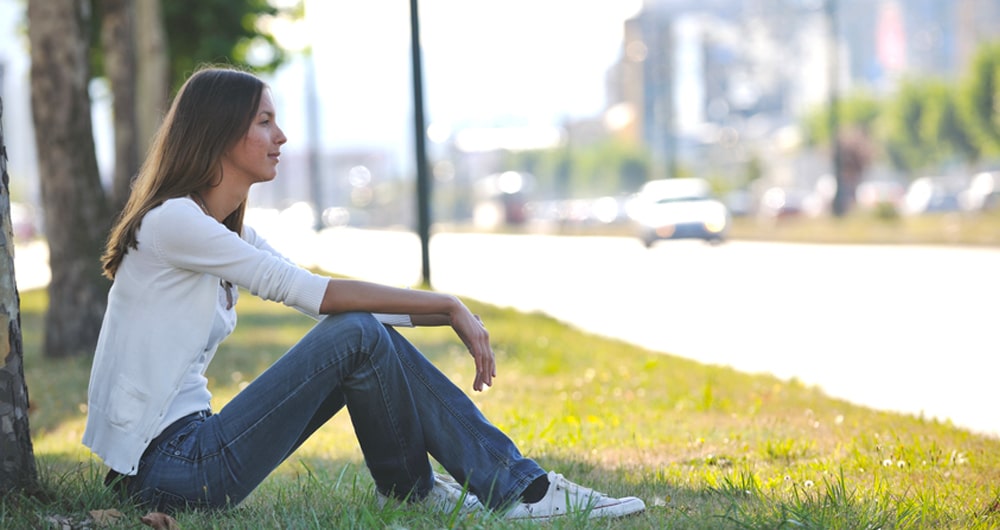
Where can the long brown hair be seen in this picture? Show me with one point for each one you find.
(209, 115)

...

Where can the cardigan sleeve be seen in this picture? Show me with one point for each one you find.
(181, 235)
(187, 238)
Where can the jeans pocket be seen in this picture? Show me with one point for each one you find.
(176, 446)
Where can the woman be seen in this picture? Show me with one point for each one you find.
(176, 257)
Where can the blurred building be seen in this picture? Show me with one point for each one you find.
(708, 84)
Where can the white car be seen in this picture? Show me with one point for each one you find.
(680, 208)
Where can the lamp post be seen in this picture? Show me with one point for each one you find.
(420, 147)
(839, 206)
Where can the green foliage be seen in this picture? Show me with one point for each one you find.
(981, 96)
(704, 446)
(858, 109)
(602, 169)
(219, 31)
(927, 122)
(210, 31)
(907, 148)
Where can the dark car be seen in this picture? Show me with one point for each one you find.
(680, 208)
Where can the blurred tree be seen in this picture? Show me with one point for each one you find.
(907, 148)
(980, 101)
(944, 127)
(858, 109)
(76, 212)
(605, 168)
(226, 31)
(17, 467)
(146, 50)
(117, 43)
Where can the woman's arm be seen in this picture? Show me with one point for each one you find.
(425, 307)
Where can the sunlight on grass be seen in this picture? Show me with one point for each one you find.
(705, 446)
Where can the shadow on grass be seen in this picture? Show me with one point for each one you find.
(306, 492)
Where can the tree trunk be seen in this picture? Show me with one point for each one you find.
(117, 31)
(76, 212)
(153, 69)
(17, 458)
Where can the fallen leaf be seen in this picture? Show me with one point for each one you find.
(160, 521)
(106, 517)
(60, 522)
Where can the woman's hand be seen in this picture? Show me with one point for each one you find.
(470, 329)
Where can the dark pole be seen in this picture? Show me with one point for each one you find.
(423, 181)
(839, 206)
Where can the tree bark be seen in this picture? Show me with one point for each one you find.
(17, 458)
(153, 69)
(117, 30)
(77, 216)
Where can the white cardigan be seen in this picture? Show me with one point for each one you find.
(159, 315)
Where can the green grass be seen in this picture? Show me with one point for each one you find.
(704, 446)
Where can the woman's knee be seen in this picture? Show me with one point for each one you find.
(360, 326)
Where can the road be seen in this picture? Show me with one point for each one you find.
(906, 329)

--

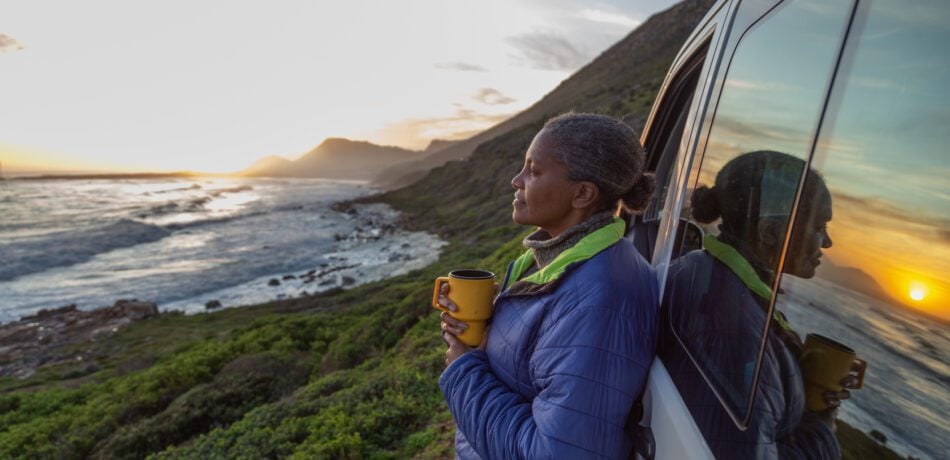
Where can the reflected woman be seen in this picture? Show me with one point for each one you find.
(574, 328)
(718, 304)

### Aim
Collect every line in the listing above that contains the word "cardigan", treating uppercase and lowercase as different.

### Result for this exercise
Where can the cardigan sleeve be seen in this picture? Show me with one point for each one you find.
Where can the white cardigan be seen in this picture? Show me with one point for each one you find.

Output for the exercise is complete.